* _What is expected_
Beginning with the line where "Where can the gold stud" appears, repeat every remaining line of the entries exactly, the last line included.

* _Record list_
..............................

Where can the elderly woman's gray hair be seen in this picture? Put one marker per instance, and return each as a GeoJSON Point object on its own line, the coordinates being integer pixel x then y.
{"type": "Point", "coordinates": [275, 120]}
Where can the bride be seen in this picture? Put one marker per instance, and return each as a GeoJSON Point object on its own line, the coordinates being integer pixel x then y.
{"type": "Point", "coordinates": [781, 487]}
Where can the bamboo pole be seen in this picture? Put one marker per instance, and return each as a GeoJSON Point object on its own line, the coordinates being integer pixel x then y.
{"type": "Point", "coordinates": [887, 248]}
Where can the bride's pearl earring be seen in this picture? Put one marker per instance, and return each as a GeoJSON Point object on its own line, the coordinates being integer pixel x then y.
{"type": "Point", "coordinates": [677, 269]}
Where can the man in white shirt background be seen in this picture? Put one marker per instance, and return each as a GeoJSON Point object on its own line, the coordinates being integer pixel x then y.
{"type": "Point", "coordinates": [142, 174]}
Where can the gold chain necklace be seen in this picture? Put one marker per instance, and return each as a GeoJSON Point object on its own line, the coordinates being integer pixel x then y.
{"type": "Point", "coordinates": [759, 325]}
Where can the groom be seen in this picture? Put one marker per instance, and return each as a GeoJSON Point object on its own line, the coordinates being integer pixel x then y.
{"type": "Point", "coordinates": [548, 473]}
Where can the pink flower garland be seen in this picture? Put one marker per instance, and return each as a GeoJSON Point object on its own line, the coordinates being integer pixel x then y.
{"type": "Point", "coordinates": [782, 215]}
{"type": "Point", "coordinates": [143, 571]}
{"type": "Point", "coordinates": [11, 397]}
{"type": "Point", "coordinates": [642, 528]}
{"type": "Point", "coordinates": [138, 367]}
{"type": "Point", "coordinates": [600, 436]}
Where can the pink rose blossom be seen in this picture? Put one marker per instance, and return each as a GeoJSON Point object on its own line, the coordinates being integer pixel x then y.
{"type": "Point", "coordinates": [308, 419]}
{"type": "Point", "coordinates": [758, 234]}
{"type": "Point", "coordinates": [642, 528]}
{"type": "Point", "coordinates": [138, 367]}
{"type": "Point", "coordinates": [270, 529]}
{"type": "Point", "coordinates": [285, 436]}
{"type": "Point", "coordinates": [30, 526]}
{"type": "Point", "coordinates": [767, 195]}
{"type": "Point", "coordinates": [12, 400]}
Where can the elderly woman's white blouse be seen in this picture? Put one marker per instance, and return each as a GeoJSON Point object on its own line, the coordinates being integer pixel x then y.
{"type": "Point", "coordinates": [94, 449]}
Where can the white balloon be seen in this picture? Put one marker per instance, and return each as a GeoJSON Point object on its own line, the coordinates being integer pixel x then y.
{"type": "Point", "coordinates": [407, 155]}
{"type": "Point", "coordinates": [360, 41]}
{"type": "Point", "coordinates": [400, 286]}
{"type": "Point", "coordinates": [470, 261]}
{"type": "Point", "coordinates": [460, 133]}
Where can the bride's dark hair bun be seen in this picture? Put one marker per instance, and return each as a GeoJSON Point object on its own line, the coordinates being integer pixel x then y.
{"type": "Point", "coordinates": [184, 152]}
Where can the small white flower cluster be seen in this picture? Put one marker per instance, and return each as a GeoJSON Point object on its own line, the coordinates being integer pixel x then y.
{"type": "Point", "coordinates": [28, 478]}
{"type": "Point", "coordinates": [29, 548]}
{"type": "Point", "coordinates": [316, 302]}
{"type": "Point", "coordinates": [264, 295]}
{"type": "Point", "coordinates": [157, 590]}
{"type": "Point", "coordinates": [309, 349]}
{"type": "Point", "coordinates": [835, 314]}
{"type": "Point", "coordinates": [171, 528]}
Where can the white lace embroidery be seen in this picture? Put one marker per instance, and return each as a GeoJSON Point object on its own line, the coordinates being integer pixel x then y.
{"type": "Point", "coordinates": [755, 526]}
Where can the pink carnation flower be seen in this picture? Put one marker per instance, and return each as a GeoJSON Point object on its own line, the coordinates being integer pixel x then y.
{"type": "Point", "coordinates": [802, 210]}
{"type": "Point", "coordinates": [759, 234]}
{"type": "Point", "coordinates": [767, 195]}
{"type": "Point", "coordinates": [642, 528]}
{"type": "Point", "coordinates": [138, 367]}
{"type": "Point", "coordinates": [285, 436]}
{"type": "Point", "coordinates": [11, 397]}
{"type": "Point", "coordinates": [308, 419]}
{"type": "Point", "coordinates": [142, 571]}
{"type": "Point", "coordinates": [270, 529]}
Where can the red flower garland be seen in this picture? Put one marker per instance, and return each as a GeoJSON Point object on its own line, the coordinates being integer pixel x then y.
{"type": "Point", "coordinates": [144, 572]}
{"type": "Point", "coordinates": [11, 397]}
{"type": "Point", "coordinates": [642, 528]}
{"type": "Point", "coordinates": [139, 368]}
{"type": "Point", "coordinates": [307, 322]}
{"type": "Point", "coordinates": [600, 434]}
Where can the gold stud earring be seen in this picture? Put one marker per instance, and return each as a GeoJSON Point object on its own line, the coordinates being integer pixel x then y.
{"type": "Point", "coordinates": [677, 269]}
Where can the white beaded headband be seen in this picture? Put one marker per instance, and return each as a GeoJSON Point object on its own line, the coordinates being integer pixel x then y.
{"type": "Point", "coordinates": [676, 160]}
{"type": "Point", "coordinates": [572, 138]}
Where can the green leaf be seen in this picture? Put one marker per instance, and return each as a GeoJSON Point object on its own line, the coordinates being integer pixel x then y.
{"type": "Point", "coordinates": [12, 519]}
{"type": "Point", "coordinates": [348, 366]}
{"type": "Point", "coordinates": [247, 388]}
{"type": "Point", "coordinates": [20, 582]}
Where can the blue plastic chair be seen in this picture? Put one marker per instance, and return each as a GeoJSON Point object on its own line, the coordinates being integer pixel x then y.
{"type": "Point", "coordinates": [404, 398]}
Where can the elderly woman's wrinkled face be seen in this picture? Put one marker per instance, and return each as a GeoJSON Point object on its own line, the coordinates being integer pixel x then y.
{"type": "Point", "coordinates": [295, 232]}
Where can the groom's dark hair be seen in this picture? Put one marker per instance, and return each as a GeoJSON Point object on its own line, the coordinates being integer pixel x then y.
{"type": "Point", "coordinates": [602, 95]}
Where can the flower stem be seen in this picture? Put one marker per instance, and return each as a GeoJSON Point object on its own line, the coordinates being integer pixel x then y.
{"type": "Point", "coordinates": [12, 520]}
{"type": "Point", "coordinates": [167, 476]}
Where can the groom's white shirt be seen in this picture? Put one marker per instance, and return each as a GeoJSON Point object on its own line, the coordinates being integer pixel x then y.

..............................

* _Exercise response_
Where can the gold stud earring be seen in this picture? Put one marker per instance, and return each as a GeoJSON Point object on its own line, the coordinates being integer pixel x then y.
{"type": "Point", "coordinates": [677, 269]}
Where can the white beaded headband be seen in this picture? Put one marker per instance, and return each as a GeoJSON Point object on its own line, the coordinates being integer pixel x then y.
{"type": "Point", "coordinates": [676, 160]}
{"type": "Point", "coordinates": [572, 138]}
Where can the green leaf be seen in this picture? Put one marker per instance, and return each as a GeoJSON Point object on its own line, the coordinates being integer pixel x then y.
{"type": "Point", "coordinates": [12, 519]}
{"type": "Point", "coordinates": [348, 366]}
{"type": "Point", "coordinates": [247, 388]}
{"type": "Point", "coordinates": [20, 582]}
Where can the blue plastic chair be seen in this picture? Put one marker per instance, and return each as a GeoJSON Point object on its own line, the coordinates being integer pixel x then y.
{"type": "Point", "coordinates": [404, 398]}
Where can the elderly woman's wrinkled face be seen in this picture? Put one marker per instance, and return each as a GeoJSON Point object on its own line, the coordinates being integer pixel x then y.
{"type": "Point", "coordinates": [295, 232]}
Where can the groom's dark hair be seen in this picture? Put one marker per instance, and return each as a GeoJSON Point object on its own line, the coordinates being integer pixel x then y.
{"type": "Point", "coordinates": [602, 95]}
Where can the flower stem be seen in this picture? Put one marker per instance, and return each as a GeoJSON Point object on its own line, the coordinates being integer pixel x then y.
{"type": "Point", "coordinates": [12, 520]}
{"type": "Point", "coordinates": [167, 476]}
Where can the groom's white shirt be seen in this picture? Put one marker per instance, and return each as a GeoJSON Point object on its own line, the coordinates being integer pixel x then y.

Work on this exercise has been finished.